> **本文**:
------------------------------------------------------------------------

今日のカフェボンボンは、水の波紋のような世界のゆらめきを感じるエッセイ。
水辺に惹かれる作家・梨木香歩が愛用のカヤックを携え、お気に入りの湖や川で“水遊び”をする。水面を行く小舟・カヤックが、美しい水辺に読者をいざないます。
『水辺にて on the water/off the water』
著者:梨木香歩
出版社:筑摩書房
水の上にたったひとり漂いながら、風の音や鳥のさえずりに耳を澄ませ、岸辺の植物に目を凝らす。
静かに集中した孤独な時間のなかで、さまざまな物語が生まれる。たとえばダム湖に沈んだ町。湖をカヤックで漕ぎながら、かつてそこにあった集落や神社、小学校をたどっていく。するとダムの湖底に幻が見えてくる。
そもそも植物や水鳥や魚の宝庫である水辺は、生命感に満ちた場所。けれど、本書を読んでいると、水辺が異界との境界でもあるような不気味さを感じます。

------------------------------------------------------------------------

> **提示資料**:
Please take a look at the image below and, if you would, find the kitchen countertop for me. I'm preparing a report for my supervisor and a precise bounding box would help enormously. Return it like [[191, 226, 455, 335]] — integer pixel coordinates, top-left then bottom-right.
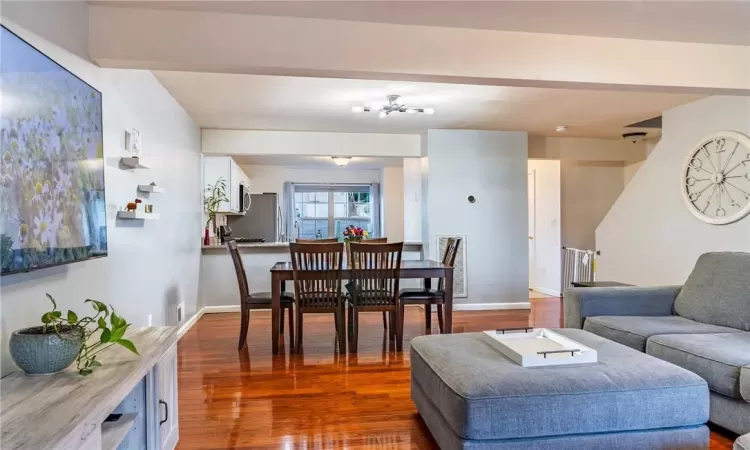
[[202, 241, 422, 250]]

------------------------------------------------------------------------

> **課題 1**:
本文について、次の問いに答えよ。
(a) 紹介されている本の出版社はどこか。
(b) 著者が湖や川へ携えていくものは何か。
(c) ダム湖をカヤックで漕ぎながらたどっていくものとして挙げられている三つは何か。
> **課題 2**: 本文の一文「そもそも植物や水鳥や魚の宝庫である水辺は、生命感に満ちた場所。」を英語に訳せ。

> **解答 1**:
(a) 筑摩書房
(b) 愛用のカヤック
(c) かつてそこにあった集落、神社、小学校

> **解答 2**: To begin with, the waterside, a treasure trove of plants, waterbirds, and fish, is a place brimming with life.